**ページ本文:**
★ ★ ★

鳥海山 日本海の傍らに広大な裾野を広げる花の名峰

御浜から見た鳥海山
山形県と秋田県の境界にまたがる鳥海山(ちょうかいさん)に登りました。
日本海のすぐ傍らに広大な裾野を広げる、独立峰の火山です。その大きく秀麗な山容から出羽富士の異名を持ち、地域を代表する極めて象徴的な存在の山です。日本海に面している立地上、冬は豪雪となり、初夏の季節が訪れると多くの高山植物が一斉に花を咲かせます。
初夏のベストシーズンを迎えた花の名峰で待ち受けていたのは、容赦なく照りつける日光による酷暑の世界でした。

2021年7月18日に旅す。

鳥海山は別名で出羽富士とも呼ばれ、周囲の平野部から仰ぎ見た際に非常に目を引く存在です。かくも里に近くて目立つ山を古人達が放って置くはずもなく、鳥海山は古くから山岳信仰の対象となってきた霊山でもあります。
酒田付近から見た鳥海山
日本海を目の前に望む立地にある鳥海山には、西高東低のいわゆる冬型の気圧配置化において、とてつもない量の雪が降り積もります。

★ ★ ★

**指示文:**
鳥海山の本文のうち、「初夏のベストシーズンを迎えた」がある箇所から始めて「なってきた霊山でもあります。」まで来たら止め、その部分を一字も変えずに返してください。

★ ★ ★

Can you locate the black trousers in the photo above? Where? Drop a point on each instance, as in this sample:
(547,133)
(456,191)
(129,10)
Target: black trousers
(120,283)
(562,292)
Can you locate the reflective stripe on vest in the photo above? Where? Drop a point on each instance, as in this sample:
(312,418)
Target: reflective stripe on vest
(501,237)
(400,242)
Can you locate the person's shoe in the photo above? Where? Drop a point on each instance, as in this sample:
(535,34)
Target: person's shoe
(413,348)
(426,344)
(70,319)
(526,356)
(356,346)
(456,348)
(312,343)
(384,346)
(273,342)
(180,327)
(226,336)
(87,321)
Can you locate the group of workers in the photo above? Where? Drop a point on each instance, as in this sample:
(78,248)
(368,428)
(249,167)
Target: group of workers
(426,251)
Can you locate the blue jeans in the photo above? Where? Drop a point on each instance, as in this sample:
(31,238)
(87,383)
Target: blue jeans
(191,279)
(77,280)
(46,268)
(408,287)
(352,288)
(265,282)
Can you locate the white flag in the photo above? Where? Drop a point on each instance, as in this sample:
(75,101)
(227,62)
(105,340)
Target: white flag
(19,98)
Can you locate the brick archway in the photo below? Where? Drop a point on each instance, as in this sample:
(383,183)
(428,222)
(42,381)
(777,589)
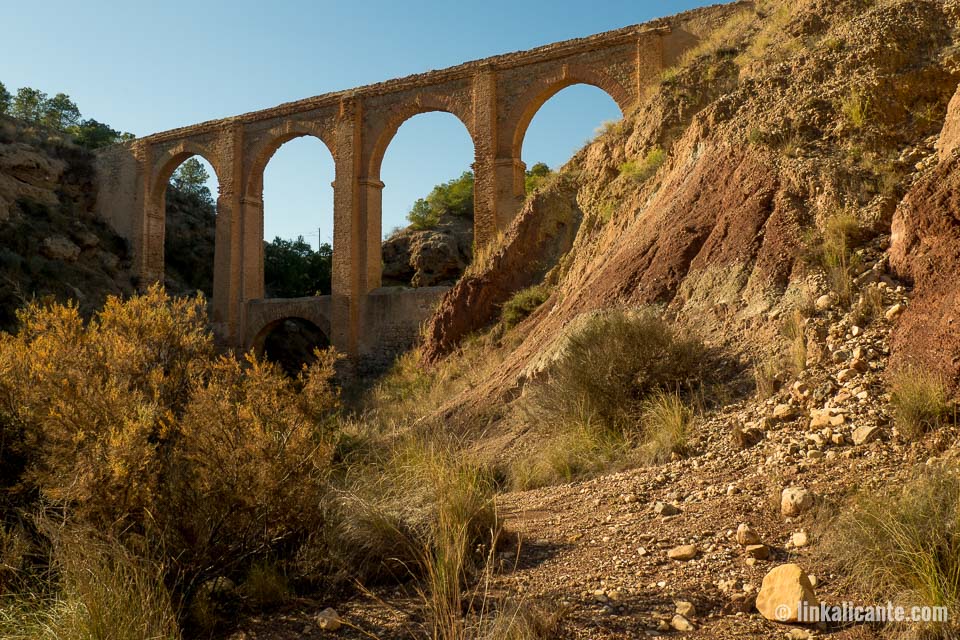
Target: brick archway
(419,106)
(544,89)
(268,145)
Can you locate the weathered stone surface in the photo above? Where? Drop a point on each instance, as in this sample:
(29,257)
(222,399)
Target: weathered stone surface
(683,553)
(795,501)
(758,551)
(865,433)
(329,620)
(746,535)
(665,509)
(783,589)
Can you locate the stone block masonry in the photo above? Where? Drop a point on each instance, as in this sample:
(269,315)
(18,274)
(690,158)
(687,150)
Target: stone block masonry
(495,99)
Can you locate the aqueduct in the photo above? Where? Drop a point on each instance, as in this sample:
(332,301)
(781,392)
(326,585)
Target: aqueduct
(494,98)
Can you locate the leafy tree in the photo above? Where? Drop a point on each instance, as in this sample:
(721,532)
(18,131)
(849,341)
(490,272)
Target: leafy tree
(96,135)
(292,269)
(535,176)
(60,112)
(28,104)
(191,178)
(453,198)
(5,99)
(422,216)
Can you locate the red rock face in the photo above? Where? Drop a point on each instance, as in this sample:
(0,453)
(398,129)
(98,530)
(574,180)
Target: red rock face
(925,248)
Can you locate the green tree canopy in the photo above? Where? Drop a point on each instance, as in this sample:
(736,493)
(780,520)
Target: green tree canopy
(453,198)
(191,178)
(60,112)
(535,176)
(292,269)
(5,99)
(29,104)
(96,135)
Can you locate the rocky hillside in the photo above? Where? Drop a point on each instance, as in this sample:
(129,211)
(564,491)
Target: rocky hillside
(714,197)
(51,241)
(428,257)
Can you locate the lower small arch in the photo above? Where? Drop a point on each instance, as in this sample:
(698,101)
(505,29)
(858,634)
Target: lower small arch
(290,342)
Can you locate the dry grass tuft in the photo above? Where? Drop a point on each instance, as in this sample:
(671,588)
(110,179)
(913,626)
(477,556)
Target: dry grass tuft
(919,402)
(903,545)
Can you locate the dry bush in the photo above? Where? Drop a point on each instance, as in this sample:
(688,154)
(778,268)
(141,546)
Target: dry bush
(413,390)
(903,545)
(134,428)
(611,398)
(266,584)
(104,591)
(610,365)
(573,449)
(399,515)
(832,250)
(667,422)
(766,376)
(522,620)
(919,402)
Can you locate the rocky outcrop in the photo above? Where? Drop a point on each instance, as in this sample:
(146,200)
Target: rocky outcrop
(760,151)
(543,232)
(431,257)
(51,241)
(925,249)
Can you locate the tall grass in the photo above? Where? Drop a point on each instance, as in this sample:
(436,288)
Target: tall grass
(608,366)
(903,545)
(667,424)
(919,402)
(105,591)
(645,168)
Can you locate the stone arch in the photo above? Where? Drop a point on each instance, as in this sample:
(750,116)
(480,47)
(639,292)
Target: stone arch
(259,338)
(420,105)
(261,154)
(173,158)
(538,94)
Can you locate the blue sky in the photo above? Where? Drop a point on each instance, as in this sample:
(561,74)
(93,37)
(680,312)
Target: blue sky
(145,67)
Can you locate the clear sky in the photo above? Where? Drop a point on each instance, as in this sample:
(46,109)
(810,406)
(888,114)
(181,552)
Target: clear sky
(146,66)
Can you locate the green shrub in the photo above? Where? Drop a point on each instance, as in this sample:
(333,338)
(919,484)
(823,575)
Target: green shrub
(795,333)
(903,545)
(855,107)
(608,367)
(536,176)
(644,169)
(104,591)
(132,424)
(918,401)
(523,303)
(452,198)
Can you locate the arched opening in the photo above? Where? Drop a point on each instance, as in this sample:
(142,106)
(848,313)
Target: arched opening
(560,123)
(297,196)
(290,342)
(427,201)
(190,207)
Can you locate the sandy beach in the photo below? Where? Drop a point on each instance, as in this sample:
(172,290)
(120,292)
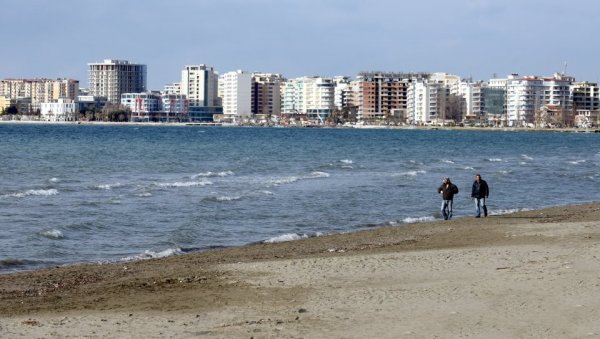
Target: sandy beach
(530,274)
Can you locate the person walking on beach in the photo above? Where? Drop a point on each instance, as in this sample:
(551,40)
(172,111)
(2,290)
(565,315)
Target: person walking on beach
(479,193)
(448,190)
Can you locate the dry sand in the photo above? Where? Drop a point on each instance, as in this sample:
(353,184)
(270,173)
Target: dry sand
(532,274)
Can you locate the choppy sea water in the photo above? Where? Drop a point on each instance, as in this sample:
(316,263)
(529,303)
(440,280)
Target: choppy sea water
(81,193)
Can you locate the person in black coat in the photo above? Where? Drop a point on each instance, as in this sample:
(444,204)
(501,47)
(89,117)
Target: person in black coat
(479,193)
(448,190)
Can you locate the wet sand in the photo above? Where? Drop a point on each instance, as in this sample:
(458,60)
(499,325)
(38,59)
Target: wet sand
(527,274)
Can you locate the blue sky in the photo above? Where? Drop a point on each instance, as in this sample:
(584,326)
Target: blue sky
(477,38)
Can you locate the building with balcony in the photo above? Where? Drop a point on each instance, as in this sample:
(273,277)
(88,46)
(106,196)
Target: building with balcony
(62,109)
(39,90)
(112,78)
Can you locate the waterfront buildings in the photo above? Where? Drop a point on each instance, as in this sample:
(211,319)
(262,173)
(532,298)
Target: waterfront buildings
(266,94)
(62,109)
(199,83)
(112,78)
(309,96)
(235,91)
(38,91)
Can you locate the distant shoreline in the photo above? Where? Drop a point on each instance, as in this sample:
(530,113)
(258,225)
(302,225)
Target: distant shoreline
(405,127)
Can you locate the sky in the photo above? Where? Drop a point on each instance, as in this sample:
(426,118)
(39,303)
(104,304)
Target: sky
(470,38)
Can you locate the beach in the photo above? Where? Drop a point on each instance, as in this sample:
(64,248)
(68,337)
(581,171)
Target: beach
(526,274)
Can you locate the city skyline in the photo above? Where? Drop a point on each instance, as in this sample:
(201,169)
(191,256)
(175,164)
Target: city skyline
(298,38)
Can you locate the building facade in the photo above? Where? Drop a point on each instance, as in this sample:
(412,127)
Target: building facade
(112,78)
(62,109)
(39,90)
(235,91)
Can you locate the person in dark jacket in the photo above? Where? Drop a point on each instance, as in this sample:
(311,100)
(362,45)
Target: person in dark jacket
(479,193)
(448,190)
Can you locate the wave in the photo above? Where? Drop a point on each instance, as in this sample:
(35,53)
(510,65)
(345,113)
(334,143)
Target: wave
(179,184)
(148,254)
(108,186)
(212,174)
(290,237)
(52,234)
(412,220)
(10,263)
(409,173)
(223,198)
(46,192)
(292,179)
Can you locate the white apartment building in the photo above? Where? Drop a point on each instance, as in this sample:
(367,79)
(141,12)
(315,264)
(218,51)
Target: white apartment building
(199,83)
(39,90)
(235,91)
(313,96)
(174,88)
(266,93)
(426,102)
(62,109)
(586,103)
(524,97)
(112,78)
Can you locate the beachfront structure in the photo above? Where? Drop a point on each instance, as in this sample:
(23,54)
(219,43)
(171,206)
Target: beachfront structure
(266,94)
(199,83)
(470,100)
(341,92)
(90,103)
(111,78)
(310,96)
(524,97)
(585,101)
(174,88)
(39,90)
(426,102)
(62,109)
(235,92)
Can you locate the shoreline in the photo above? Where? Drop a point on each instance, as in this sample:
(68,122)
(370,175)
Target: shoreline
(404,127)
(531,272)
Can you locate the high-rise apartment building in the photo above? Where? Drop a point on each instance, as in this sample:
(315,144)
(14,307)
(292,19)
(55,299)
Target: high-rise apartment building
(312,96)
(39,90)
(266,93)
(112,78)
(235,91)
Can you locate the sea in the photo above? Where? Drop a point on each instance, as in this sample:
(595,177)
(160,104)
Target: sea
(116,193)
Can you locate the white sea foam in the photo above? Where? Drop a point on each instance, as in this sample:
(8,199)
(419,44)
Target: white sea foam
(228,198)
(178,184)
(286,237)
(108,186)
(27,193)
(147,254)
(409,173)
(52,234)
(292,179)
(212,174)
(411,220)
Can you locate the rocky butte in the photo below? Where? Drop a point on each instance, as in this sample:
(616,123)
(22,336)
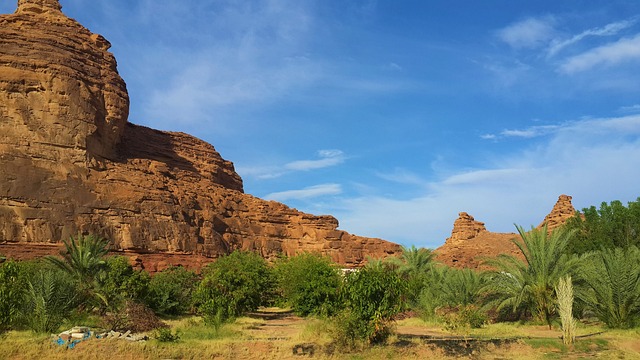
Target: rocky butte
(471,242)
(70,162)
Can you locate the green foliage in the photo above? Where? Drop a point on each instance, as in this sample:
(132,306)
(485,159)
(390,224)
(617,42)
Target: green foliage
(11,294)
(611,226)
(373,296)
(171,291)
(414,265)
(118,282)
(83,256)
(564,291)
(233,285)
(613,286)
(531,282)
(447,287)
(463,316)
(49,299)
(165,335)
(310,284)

★ ★ ★

**この問題の答え:**
初夏のベストシーズンを迎えた花の名峰で待ち受けていたのは、容赦なく照りつける日光による酷暑の世界でした。

2021年7月18日に旅す。

鳥海山は別名で出羽富士とも呼ばれ、周囲の平野部から仰ぎ見た際に非常に目を引く存在です。かくも里に近くて目立つ山を古人達が放って置くはずもなく、鳥海山は古くから山岳信仰の対象となってきた霊山でもあります。